● TASKS FOR THIS EXERCISE
1. According to the passage on custom domains in Chaos Cypher, how many entity types does the medical domain define?
2. Extend the passage on custom domains in Chaos Cypher, starting after its last sentence.

[Opening SUPPLIED PASSAGE section]

The templates section defines the vocabulary. Five entity types, five relationship types. Each entity template has an id, a name (the type label that appears in the graph), and a description that helps the LLM understand what qualifies. The requires_named_referent flag tells the system whether an entity needs a proper name -- a Company does, but a Funding Round does not (it can be "Series A round" or just "the seed round"). Properties like amount and stage get attached to entities rather than floating as separate nodes.
The edge_templates constrain which entity types can appear on each side of a relationship. founded_by only flows from Company to Founder. invested_in only flows from Investor to Funding Round. The inverse field defines the reverse label for bidirectional traversal.
Restart Chaos Cypher and your domain is live. Upload a TechCrunch article or a pitch deck and watch the detection engine pick it up. Your custom entity types appear in the graph, constrained by the relationships you defined.

If you need to go deeper, the built-in domains show what else is possible: normalization keywords that fix LLM type inconsistencies, compatibility groups for smart deduplication, property type mappings that absorb mistyped entities, alias examples that teach the LLM about synonym handling, and extraction limits that tune relationship density. The medical domain is the most comprehensive example -- it defines 17 entity types, 20 relationship types, dosage regex patterns, ICD code detection, and evidence validation in strict mode. Study it when you want the full picture.

[Closing SUPPLIED PASSAGE section]
[Opening PROVIDED DATA section]

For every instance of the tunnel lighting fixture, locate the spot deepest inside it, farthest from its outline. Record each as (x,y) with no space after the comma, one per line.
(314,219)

[Closing PROVIDED DATA section]

● RESULTS OF THE TASKS
1. 17

2.
What's Next
We're planning more specialized domains -- supply chain, environmental science, and music theory are on the shortlist. But the real potential is in what users build. Every field has its own vocabulary, its own entity types, its own relationship patterns. A materials scientist cares about Crystal Structure, Synthesis Method, and Property. A genealogist needs Person, Family, Vital Record, and Census Entry. A cybersecurity analyst -- who already has a built-in domain -- might want to fork it and add types specific to their organization's threat model.
If you build a domain for your field, share it. A JSON-LD file is small, portable, and easy to review. Drop it in data/plugins/domains/ and it works. No pull request required to use it, but we would love to include community domains in the built-in set for others to benefit from.
Domains work identically whether you're running locally with Ollama or with a cloud provider. The domain system documentation covers the full JSON-LD schema, all available configuration options, and advanced features like extraction density tuning and evidence validation modes. Start with the five-entity example above, test it on your documents, and iterate from there.